<<<<

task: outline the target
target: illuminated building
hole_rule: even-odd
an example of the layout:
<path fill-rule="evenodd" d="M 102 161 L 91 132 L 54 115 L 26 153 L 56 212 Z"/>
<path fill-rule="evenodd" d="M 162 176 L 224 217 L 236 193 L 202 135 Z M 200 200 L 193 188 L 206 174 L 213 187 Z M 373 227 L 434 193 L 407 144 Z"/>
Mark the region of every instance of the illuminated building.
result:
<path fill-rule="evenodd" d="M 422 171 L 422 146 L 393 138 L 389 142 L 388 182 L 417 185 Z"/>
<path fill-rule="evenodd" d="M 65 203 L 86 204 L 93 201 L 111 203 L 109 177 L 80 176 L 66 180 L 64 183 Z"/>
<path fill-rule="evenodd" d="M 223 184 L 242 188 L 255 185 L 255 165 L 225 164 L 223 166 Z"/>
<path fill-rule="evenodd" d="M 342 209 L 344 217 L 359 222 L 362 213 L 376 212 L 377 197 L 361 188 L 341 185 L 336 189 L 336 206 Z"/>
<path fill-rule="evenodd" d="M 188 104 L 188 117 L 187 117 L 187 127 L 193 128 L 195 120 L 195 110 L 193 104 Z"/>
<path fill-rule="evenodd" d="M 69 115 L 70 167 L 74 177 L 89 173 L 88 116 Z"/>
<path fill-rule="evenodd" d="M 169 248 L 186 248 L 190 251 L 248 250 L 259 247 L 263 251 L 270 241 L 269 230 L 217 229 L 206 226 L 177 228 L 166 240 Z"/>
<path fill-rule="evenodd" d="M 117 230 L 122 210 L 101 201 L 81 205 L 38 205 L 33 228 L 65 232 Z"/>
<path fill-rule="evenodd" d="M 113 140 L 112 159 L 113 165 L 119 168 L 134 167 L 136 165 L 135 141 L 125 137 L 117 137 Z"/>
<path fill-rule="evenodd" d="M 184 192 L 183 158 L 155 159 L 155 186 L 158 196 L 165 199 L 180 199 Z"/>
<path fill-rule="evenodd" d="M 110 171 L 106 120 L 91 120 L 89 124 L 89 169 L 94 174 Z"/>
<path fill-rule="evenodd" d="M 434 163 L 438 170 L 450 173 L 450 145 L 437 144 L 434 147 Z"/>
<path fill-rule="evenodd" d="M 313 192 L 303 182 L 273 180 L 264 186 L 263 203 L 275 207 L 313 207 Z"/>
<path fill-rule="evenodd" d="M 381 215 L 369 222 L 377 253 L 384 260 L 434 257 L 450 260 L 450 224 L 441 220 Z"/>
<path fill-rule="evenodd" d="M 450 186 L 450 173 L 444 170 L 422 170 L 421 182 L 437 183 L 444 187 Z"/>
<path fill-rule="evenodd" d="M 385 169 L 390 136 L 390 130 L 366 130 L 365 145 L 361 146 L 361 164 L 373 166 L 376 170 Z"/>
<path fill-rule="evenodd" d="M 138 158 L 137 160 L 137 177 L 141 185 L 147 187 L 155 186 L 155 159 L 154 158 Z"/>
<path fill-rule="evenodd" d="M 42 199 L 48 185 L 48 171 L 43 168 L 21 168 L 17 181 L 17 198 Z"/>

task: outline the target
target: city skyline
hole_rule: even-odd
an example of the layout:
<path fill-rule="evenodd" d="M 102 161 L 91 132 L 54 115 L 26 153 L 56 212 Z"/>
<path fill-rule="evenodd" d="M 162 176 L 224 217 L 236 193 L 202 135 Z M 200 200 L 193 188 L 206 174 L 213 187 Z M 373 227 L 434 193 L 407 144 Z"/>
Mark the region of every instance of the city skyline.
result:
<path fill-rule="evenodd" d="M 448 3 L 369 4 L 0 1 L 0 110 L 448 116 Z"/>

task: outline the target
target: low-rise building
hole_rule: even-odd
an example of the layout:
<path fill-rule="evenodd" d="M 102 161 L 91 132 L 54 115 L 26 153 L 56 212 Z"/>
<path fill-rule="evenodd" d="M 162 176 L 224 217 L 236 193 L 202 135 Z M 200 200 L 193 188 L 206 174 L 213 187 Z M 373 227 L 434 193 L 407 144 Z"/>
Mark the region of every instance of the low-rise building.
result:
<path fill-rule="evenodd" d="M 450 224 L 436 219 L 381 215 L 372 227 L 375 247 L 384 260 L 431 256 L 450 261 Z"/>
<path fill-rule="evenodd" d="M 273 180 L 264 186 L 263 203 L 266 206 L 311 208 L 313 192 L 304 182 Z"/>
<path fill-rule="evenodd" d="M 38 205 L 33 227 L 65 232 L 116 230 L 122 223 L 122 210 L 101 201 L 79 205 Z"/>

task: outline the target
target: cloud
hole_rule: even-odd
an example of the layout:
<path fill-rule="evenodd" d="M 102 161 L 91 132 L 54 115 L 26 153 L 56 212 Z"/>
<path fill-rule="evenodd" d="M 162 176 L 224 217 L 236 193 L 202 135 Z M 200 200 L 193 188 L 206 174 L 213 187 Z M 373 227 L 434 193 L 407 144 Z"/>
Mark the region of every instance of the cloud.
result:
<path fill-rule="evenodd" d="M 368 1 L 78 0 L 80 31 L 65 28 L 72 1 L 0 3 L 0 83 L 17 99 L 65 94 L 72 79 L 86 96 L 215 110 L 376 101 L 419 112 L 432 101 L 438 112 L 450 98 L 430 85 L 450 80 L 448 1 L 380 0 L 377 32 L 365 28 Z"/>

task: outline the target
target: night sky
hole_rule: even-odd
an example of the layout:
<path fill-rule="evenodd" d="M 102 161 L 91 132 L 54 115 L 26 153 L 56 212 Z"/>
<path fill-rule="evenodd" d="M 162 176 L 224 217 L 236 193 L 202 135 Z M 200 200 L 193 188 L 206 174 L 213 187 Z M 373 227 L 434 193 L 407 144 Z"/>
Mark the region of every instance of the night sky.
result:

>>>>

**Task brief**. Reproduce the rows character for character, from the very first line up to and including the line containing "385 169 L 390".

**Exercise response**.
task: outline the target
target: illuminated building
hole_rule: even-odd
an example of the layout:
<path fill-rule="evenodd" d="M 102 161 L 91 132 L 54 115 L 26 153 L 56 212 Z"/>
<path fill-rule="evenodd" d="M 162 176 L 224 217 L 236 193 L 202 135 Z M 200 200 L 193 188 L 206 174 L 213 187 Z M 373 227 L 434 193 L 407 144 Z"/>
Mark the region of every instance of the illuminated building.
result:
<path fill-rule="evenodd" d="M 422 171 L 422 146 L 393 138 L 389 142 L 388 182 L 417 185 Z"/>
<path fill-rule="evenodd" d="M 65 203 L 86 204 L 93 201 L 111 203 L 109 177 L 80 176 L 66 180 L 64 183 Z"/>
<path fill-rule="evenodd" d="M 223 184 L 242 188 L 255 185 L 255 165 L 225 164 L 223 166 Z"/>
<path fill-rule="evenodd" d="M 342 209 L 344 217 L 359 222 L 362 213 L 376 212 L 377 197 L 361 188 L 341 185 L 336 189 L 336 206 Z"/>
<path fill-rule="evenodd" d="M 188 104 L 188 117 L 187 117 L 187 127 L 193 128 L 195 120 L 195 110 L 193 104 Z"/>
<path fill-rule="evenodd" d="M 69 115 L 70 167 L 74 177 L 89 173 L 88 116 Z"/>
<path fill-rule="evenodd" d="M 169 248 L 186 248 L 190 251 L 248 250 L 259 247 L 263 251 L 270 241 L 269 230 L 217 229 L 206 226 L 177 228 L 166 240 Z"/>
<path fill-rule="evenodd" d="M 117 230 L 122 210 L 101 201 L 81 205 L 38 205 L 33 228 L 65 232 Z"/>
<path fill-rule="evenodd" d="M 113 140 L 112 159 L 113 165 L 119 168 L 134 167 L 136 165 L 135 141 L 125 137 L 117 137 Z"/>
<path fill-rule="evenodd" d="M 184 192 L 183 158 L 155 159 L 155 186 L 158 196 L 165 199 L 180 199 Z"/>
<path fill-rule="evenodd" d="M 110 171 L 106 120 L 91 120 L 89 124 L 89 169 L 94 174 Z"/>
<path fill-rule="evenodd" d="M 434 163 L 438 170 L 450 173 L 450 145 L 437 144 L 434 147 Z"/>
<path fill-rule="evenodd" d="M 313 192 L 303 182 L 273 180 L 264 186 L 263 203 L 275 207 L 313 207 Z"/>
<path fill-rule="evenodd" d="M 381 215 L 369 222 L 377 253 L 384 260 L 434 257 L 450 260 L 450 224 L 441 220 Z"/>
<path fill-rule="evenodd" d="M 450 186 L 450 173 L 444 170 L 422 170 L 421 182 L 437 183 L 444 187 Z"/>
<path fill-rule="evenodd" d="M 385 169 L 390 136 L 390 130 L 366 130 L 365 145 L 361 146 L 361 164 L 373 166 L 376 170 Z"/>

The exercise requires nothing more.